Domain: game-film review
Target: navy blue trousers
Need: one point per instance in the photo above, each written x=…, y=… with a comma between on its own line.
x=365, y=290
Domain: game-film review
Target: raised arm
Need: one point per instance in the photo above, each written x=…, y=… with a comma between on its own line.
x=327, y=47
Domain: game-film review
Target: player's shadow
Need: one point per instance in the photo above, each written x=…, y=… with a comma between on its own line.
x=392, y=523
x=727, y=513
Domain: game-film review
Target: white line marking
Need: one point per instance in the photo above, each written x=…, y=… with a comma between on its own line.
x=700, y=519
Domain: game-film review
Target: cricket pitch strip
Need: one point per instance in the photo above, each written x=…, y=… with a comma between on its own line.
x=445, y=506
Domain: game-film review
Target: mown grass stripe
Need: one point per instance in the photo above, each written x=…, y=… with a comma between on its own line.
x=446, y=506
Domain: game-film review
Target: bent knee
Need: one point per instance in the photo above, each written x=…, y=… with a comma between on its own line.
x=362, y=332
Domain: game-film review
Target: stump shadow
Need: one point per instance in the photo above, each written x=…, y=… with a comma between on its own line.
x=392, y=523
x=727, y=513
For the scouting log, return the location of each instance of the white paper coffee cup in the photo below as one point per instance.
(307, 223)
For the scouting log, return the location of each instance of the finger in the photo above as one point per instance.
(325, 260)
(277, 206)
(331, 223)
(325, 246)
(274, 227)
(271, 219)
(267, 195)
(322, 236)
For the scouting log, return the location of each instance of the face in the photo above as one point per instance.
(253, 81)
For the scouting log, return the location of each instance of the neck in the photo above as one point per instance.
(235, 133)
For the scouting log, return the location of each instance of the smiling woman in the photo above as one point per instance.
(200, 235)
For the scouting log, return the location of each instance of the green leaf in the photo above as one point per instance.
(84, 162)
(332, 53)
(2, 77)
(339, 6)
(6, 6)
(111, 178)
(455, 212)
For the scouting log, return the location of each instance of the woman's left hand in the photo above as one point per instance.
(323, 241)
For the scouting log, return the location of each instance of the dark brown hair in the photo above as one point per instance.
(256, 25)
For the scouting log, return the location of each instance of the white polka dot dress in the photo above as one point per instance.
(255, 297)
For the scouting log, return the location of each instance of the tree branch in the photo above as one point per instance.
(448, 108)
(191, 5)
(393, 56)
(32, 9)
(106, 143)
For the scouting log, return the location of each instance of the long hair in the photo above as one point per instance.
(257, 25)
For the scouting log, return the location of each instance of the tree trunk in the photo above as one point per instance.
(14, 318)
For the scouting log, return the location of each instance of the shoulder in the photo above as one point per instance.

* [Work instructions] Every entry in the listing should be retyped exactly.

* [Answer]
Domain: game-film review
Target: navy blue trousers
Need: one point per instance in the photo above, each written x=…, y=… with a comma between on its own line.
x=365, y=290
Domain: game-film review
Target: raised arm
Need: one point per instance in the photo above, each written x=…, y=… with a comma between on its own line.
x=327, y=47
Domain: game-film review
Target: player's shadow
Need: one point per instance in the photo above, each written x=…, y=… with a comma between on its own line.
x=392, y=523
x=727, y=513
Domain: game-film review
Target: white line marking
Need: one point per instance in the photo above, each written x=…, y=… with a comma between on its own line.
x=700, y=519
Domain: game-film review
Target: cricket pitch strip
Need: one point per instance in the photo above, each written x=…, y=… with a comma between on its own line.
x=445, y=506
Domain: game-film review
Target: mown grass stripe
Need: one point per instance in the photo above, each written x=…, y=… with a comma between on its own line.
x=446, y=506
Domain: game-film review
Target: bent knee
Need: one point per instance in the photo above, each written x=…, y=… with a comma between on its own line.
x=362, y=332
Domain: game-film review
Target: stump shadow
Need: one point per instance in the photo above, each written x=…, y=… with a comma between on its own line.
x=392, y=523
x=727, y=513
For the scouting log, return the location of each instance of the white paper coffee cup in the photo below as one point per instance.
(307, 223)
For the scouting log, return the location of each instance of the finger in the photo above as one point per instance.
(325, 260)
(277, 206)
(331, 223)
(325, 246)
(274, 227)
(271, 219)
(267, 195)
(322, 236)
For the scouting log, return the location of each instance of the face in the photo above as one point per instance.
(253, 81)
For the scouting log, return the location of each instance of the neck in the photo above as one point per instance.
(235, 133)
For the scouting log, return the location of each instance of the smiling woman in the photo above as one point per instance.
(200, 235)
For the scouting log, return the location of each instance of the green leaf in the photo above as one point per instance.
(84, 162)
(332, 53)
(2, 77)
(339, 6)
(6, 6)
(111, 178)
(455, 212)
For the scouting log, return the location of each instance of the woman's left hand in the photo above as one point per instance.
(323, 241)
For the scouting log, return the location of each instance of the dark brown hair in the photo above as one point per instance.
(256, 25)
For the scouting log, return the location of each instance of the white polka dot dress in the photo above as one point per instance.
(255, 297)
For the scouting log, return the location of each instance of the tree branch in the photo above as one point per instance.
(448, 108)
(191, 5)
(393, 56)
(32, 9)
(106, 143)
For the scouting log, return the location of each instance of the long hair in the photo above as one point per instance.
(257, 25)
For the scouting log, return the location of each instance of the tree trunk in the photo above as one point per instance.
(14, 318)
For the scouting log, return the location of each instance of the shoulder in the photo above as one point per instance.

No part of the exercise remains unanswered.